- **DOCUMENTO**:
····················

Entre muchas otras costumbres propias de aquel país, Cléobule nos habla del bautismo de los niños, que es como obligar a un hombre borracho a que se aliste como soldado; del uso, por parte de los monjes, de capuchas, que son “un tragaluz móvil”; o del hábito de llevar sobre los ojos la venda de la fe, que es una prenda de vestir de la que todos se ocupan de que no se les caiga por no mostrar la obscenidad de su propia mirada. A medida que la narración de Cléobule avanza, éste y el joven Ariste reflexionan sobre la imposibilidad de conocer la voluntad de Dios; sobre la temeridad de que alguien se presente como su intermediario; y sobre los fanáticos, que son como ciegos entre zarzas y ortigas, que “creen firmemente que cuanto menos claro ven, más derechos van”.
En La avenida de los castaños, Cléobule destaca que “la diversidad de opiniones no altera en absoluto el trato amistoso y no aminora para nada el ejercicio de las virtudes”. Se describen a continuación, entre otras corrientes filosóficas: el pirronismo, el ateísmo, el deísmo, el panteísmo, el hedonismo y el cinismo. Representantes de todas ellas hablan y discuten sin cesar, aunque en la más estimulante concordia —por otra parte, si dijésemos que estos filósofos son bibliotecarios, los describiéramos algo más tristes y los ubicásemos en una biblioteca infinita, tendríamos algo muy semejante a La biblioteca de Babel, de Borges—.
Resulta especialmente interesante la conversación que tiene lugar entre un filósofo llamado Atheos y un teólogo ciego originario de la avenida de los espinos. Tras una conversación que Diderot no habría podido mantener jamás en el mundo real, el teólogo ciego, viendo que sus razones y su afabilidad son inútiles, opta por apelar a la persuasión de la amenaza y rompe a gritar “¡al impío, al desertor!”. Se convoca, entonces, una asamblea de filósofos para dirimir la disputa entre el filósofo y el ciego, si bien ésta no concluirá nada en particular, sino solo que la concordia debe ser mantenida a toda costa.
Pero, al final del capítulo, al regresar Atheos a su casa, ve que el teólogo ciego, convencido finalmente de la inanidad de sus creencias, ha secuestrado a su mujer, degollado a sus hijos y saqueado su casa. Entonces Cléobule dice erróneamente: “Lo más triste de esta aventura para el pobre Atheos es que no tenía ni siquiera el derecho de lamentarse en voz alta, porque al final el ciego había sido consecuente”. Es “La miseria del hombre sin Dios” de Pascal, es el “si Dios ha muerto todo vale” de Dostoievski, es el nihilismo de Nietzsche, es La soga de Hitchcock. Es, en fin, el coco de la amoralidad y la desesperación nihilista con el que la religión intenta que el ateísmo se duerma.

····················

- **LISTADO**:
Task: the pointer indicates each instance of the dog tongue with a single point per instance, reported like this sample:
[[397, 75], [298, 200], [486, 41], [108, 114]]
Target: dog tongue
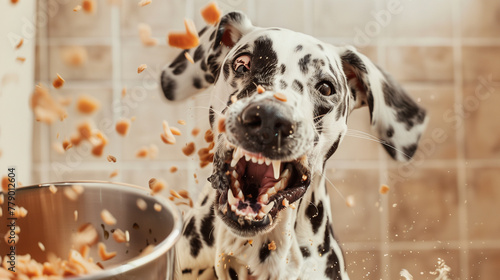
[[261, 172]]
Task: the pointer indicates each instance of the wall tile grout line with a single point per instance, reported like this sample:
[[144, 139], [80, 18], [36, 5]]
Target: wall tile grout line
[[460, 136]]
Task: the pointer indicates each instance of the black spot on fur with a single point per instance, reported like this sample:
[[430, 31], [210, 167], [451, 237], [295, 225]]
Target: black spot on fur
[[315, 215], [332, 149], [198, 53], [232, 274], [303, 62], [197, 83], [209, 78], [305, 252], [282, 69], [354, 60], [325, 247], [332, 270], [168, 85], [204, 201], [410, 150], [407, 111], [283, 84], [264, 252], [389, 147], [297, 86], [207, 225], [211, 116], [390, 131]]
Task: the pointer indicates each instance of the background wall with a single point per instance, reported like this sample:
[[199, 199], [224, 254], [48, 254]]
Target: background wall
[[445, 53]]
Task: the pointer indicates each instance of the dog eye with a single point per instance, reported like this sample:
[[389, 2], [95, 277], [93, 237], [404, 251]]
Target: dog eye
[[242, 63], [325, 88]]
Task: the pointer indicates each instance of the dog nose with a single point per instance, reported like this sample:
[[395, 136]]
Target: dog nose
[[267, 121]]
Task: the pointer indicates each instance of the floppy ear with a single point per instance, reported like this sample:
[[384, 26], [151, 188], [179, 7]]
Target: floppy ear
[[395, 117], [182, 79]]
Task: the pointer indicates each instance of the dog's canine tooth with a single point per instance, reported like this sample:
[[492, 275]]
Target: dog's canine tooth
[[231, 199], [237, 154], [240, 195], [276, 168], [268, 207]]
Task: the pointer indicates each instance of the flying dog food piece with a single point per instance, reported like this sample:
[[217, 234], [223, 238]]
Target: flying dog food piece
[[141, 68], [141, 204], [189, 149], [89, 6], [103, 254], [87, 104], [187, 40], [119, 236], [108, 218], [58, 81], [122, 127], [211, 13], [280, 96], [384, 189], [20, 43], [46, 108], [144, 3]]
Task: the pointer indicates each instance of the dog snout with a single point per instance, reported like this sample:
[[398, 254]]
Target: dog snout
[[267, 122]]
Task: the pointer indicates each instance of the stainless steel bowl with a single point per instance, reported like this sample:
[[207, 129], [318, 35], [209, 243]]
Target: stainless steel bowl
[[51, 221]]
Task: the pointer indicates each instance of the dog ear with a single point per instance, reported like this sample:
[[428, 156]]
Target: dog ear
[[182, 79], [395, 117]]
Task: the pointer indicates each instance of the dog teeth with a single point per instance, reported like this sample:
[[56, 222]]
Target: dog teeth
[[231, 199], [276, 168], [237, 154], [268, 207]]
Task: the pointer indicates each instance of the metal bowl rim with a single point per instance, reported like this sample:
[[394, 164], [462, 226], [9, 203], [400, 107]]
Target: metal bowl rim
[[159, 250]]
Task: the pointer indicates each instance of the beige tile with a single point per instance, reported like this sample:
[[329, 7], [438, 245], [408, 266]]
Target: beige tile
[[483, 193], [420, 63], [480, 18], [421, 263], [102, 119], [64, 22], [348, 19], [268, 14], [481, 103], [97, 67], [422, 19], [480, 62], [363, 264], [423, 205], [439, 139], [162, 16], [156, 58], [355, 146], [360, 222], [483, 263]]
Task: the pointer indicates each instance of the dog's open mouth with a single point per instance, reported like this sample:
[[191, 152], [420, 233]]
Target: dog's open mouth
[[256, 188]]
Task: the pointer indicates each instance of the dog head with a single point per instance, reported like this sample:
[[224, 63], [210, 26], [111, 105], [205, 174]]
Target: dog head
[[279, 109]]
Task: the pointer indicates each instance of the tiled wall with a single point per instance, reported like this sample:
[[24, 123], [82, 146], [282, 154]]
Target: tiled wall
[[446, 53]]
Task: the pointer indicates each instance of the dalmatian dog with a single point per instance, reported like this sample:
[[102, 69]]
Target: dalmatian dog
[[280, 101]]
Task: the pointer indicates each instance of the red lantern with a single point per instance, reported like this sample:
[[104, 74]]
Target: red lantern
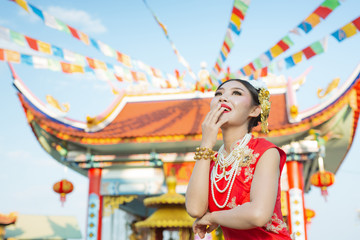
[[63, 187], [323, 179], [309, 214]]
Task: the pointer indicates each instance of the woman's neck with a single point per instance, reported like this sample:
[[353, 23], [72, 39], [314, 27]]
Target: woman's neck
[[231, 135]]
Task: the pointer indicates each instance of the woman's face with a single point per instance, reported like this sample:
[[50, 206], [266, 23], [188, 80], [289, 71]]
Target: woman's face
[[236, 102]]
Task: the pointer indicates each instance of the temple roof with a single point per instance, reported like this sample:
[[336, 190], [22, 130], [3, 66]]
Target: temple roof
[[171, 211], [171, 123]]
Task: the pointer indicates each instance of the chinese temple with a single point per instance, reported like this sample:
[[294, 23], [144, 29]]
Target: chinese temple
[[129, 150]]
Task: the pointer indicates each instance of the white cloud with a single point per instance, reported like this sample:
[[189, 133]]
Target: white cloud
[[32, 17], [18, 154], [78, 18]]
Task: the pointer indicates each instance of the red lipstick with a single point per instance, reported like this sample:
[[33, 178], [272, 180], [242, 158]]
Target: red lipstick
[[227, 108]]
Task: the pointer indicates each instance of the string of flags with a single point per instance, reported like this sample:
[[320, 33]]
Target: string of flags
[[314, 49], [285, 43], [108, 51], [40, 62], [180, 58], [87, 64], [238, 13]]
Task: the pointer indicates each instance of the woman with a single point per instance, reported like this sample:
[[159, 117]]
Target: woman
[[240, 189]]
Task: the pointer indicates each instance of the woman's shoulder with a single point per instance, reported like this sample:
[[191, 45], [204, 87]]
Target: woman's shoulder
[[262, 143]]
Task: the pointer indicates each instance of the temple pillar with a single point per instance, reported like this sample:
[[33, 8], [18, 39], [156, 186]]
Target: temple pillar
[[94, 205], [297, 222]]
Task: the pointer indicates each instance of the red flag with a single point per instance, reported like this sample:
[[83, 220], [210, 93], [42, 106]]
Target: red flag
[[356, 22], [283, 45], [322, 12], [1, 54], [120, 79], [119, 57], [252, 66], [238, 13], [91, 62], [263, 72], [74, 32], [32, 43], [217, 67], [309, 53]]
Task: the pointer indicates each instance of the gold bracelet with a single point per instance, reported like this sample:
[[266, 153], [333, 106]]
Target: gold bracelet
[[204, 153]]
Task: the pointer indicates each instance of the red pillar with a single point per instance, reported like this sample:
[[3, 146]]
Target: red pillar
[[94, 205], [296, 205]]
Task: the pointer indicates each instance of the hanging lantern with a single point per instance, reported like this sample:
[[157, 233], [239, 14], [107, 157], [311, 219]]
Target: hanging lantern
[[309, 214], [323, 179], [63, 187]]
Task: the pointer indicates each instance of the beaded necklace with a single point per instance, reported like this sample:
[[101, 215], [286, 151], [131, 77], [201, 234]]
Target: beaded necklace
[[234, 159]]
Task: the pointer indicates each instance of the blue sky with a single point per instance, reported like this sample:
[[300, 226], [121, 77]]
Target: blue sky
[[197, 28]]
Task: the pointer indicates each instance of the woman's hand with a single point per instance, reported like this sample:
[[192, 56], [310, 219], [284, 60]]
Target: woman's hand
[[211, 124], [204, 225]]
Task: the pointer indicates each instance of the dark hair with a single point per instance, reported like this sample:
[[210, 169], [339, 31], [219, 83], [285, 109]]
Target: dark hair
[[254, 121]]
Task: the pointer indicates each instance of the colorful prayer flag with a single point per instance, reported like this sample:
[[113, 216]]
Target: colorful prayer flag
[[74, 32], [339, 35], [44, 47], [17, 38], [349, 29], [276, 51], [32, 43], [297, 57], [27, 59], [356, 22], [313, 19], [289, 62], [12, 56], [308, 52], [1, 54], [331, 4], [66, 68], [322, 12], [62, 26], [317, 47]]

····················

- **CONSIGNAS DEL EJERCICIO**:
• a. Según el documento, ¿qué grita el teólogo ciego cuando ve que sus razones y su afabilidad son inútiles?
• b. Transcribe del documento el fragmento que comienza en "Pero, al final" y termina en "ateísmo se duerma.".

- **SOLUCIONES POR TAREA**:
• a. Grita “¡al impío, al desertor!”.

• b.
Pero, al final del capítulo, al regresar Atheos a su casa, ve que el teólogo ciego, convencido finalmente de la inanidad de sus creencias, ha secuestrado a su mujer, degollado a sus hijos y saqueado su casa. Entonces Cléobule dice erróneamente: “Lo más triste de esta aventura para el pobre Atheos es que no tenía ni siquiera el derecho de lamentarse en voz alta, porque al final el ciego había sido consecuente”. Es “La miseria del hombre sin Dios” de Pascal, es el “si Dios ha muerto todo vale” de Dostoievski, es el nihilismo de Nietzsche, es La soga de Hitchcock. Es, en fin, el coco de la amoralidad y la desesperación nihilista con el que la religión intenta que el ateísmo se duerma.